L’ensemble est rythmé par des documents d’archives audio-visuelles (Coming out, un hilarant sketch des Deschiens, par exemple), de publicités, d’extraits de films (La saison de plaisirs, de Mocky, Erotissimo, de Gérard Pirès ou encore Les Galettes de Pont-Aven, avec l’inénarrable Jean-Pierre Marielle).
Il y a cinquante ans les médecins qui pratiquaient l’avortement étaient radiés de l’ordre. Les femmes souffraient, certaines mouraient en couche. Elles dépendaient de leur maris. Certains couples n’éprouvaient plus de plaisir ensemble par peur d’avoir des enfants. La sexualité était l’affaire des hommes. Sinon elle était cachée voire réprimée. On mesure ici combien la France a évolué, s’est désaliénée de cette superstition religieuse qui pourtant relève la tête, sous d’autres formes, aujourd’hui.
Olivier Bailly : Comment est né ce triptyque ?
Rachel Kahn : D’une réflexion toute simple : depuis soixante ans notre sexualité, notre vie intime ont beaucoup transformé la société. Beaucoup de lois sont venues se mettre en concordance avec notre manière de vivre le couple, comme la loi sur l’avortement. Notre vie intime a bousculé la société et l’a obligée à se redéfinir souvent.
OB : Comment une société peut-elle être façonnée par la sexualité qui est quelque chose d’éminemment intime ?
RK : Je pense que les femmes ont été pour beaucoup dans cette évolution. Avant le modèle unique, patriarcal, hétérosexuel, a prévalu pendant des siècles et des siècles. La femme n’était pas considérée comme un être sexué, c’était une pondeuse. Un jour, grâce à la pilule - c’est ce qui a fondamentalement changé tout ça - elle est devenue un être sexuellement majeur. Elle est venue bousculer les prérogatives de l’homme et a entraîné avec elle la société et les autres minorités.
OB : Dans la première partie Joëlle Brunerie-Kauffmann s’interroge : « est-ce la science, le militantisme des femmes, les lois... les choses se sont entraînées les unes après les autres. »
RK : Sans la pilule et sans la possibilité donnée aux femmes par la contraception de maîtriser leur fécondité on n’en serait pas là. Ce qui leur a permis, maîtrisant leur fécondité, de devenir des acteurs de la vie sociale, de choisir le moment où elles devenaient mères et donc de travailler comme elles l’entendaient, d’être autonomes financièrement. Ce qui a tout changé.
OB : La quarantaine de témoins sont incroyables. Vous êtes resté longtemps avec chacun d’entre eux, vous les avez mis en confiance ?

» **Données enregistrées**
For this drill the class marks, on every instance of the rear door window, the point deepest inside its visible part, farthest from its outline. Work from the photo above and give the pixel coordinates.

» **À faire**
1: Répondez à ces questions sur l'entretien consacré à la sexualité et à la société.
(a) Que subissaient, il y a cinquante ans, les médecins qui pratiquaient l'avortement ?
(b) Quelle loi Rachel Kahn donne-t-elle en exemple d'une loi accordée à notre manière de vivre le couple ?
(c) Selon Rachel Kahn, qu'est-ce qui a fondamentalement changé la place de la femme ?
2: Prolongez l'entretien consacré à la sexualité et à la société à partir de la dernière question posée.

» **Réponses par consigne**
1:
(a) Ils étaient radiés de l'ordre.
(b) La loi sur l'avortement.
(c) La pilule.

2:
RK : Nous sommes restés très longtemps avec eux. La forme du documentaire vient aussi du fait qu’on a voulu les mettre dans une espèce de cocon. On savait qu’on allait leur demander de dévoiler des choses qu’on ne dévoile pas. Il ne fallait pas être voyeur. Le fait de les faire venir à nous, dans un studio, de les maquiller, bien sûr de parler avec eux dès qu’on les a retenus (on est resté en contact avec eux jusqu’au tournage), cela a beaucoup joué. Le fait aussi qu’il s’agisse d’un documentaire pour France 2, qu’il y avait un contrat de confiance implicite au départ, ça les a libérés.
OB : Vous venez d’employer le mot voyeur. Quelle différence faites-vous entre votre documentaire et une émission de télé-réalité ?
RK : La différence c’est que c’est très articulé avec un propos sociétal. On voit bien comment chaque avancée, chaque combat est articulé avec une transformation de la société, que ce n’est pas simplement une succession de témoignages, que tout cela est mis en perspective par les experts ou par les témoins eux-mêmes, implicitement, pour montrer comment tout ça a fait bouger notre société. Ce n’est donc pas une succession de témoignages voyeuristes.
OB : La question de la religion traverse ce documentaire. Vous présentez une archive qui date des années 60 dans laquelle un homme marié, de religion catholique, explique que la contraception « pose un problème, mais que jusqu’à présent l’ignorance posait aussi un problème ». En conscience il opte donc pour la contraception. Plus loin, comme en écho, Joelle Brunerie-Kauffmann évoque le communautarisme qui pointe aujourd’hui et souligne combien ça pose un vrai problème. Pourquoi ne pas avoir développé davantage la question de la religion ?
RK : Il y a évidemment une libération sexuelle, c’est une banalité de le dire, mais il y a aussi des communautés entières qui au contraire se referment et régressent (au vu de nos propres critères de libération, d’émancipation, d’épanouissement).
OB : Les femmes semblent s’en sortir mieux que les hommes
RK : Oui, parce qu’elles avaient plus à conquérir. Ce combat-là a d’abord été celui des femmes. Les hommes ont dû se caler plus ou moins. On voit bien qu’il y a quelque chose d’inabouti dans leur nouvelle manière de vivre ces couples émancipés.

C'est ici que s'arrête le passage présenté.